- [What you have to do]:
Out of the records below, copy all lines in which the word "marked" occurs.
** Given information follows **
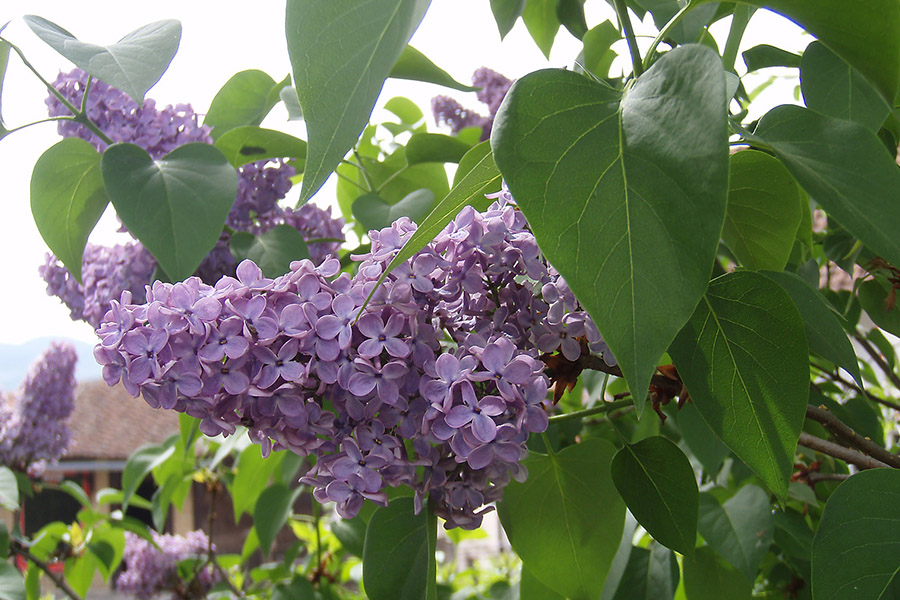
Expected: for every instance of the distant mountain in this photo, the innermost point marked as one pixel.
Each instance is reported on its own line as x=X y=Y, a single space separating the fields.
x=15 y=360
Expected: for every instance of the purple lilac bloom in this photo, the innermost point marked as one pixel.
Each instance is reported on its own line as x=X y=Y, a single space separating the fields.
x=33 y=430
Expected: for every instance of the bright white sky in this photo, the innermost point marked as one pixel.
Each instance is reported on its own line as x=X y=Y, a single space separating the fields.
x=458 y=35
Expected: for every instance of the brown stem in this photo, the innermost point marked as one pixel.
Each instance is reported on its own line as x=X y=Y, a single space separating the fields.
x=848 y=455
x=57 y=580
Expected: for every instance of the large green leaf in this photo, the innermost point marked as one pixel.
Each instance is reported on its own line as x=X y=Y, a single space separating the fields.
x=398 y=556
x=824 y=332
x=341 y=52
x=657 y=482
x=68 y=198
x=856 y=551
x=763 y=211
x=631 y=223
x=245 y=99
x=743 y=358
x=175 y=206
x=414 y=65
x=741 y=529
x=844 y=167
x=133 y=64
x=834 y=88
x=566 y=519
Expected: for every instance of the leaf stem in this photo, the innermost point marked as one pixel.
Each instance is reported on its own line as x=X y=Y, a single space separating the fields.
x=637 y=66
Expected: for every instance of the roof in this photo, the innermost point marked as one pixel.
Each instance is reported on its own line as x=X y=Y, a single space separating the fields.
x=109 y=424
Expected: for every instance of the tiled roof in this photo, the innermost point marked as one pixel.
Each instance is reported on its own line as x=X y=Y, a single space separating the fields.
x=108 y=424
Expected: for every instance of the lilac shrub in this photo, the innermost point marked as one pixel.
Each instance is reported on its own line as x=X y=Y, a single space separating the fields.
** End of Given information **
- [Result for this task]:
Expected: for every instance of the distant mountain in this photo, the innermost point marked as one pixel.
Expected: for every instance of the purple lilac bloom in this photo, the innermost point marked as one pixel.
Expected: for every instance of the bright white sky in this photo, the innermost point marked as one pixel.
Expected: for every instance of the brown stem in this photo, the innermost point marked as one pixel.
Expected: for every instance of the large green leaf in this photo, the innermost point marked as one pixel.
Expected: for every instance of the leaf stem in this photo, the innermost point marked as one pixel.
Expected: for every instance of the roof in this photo, the innermost point marked as one pixel.
Expected: for every instance of the tiled roof in this photo, the innermost point marked as one pixel.
Expected: for every instance of the lilac shrub in this photo, the innermost point marked as one pixel.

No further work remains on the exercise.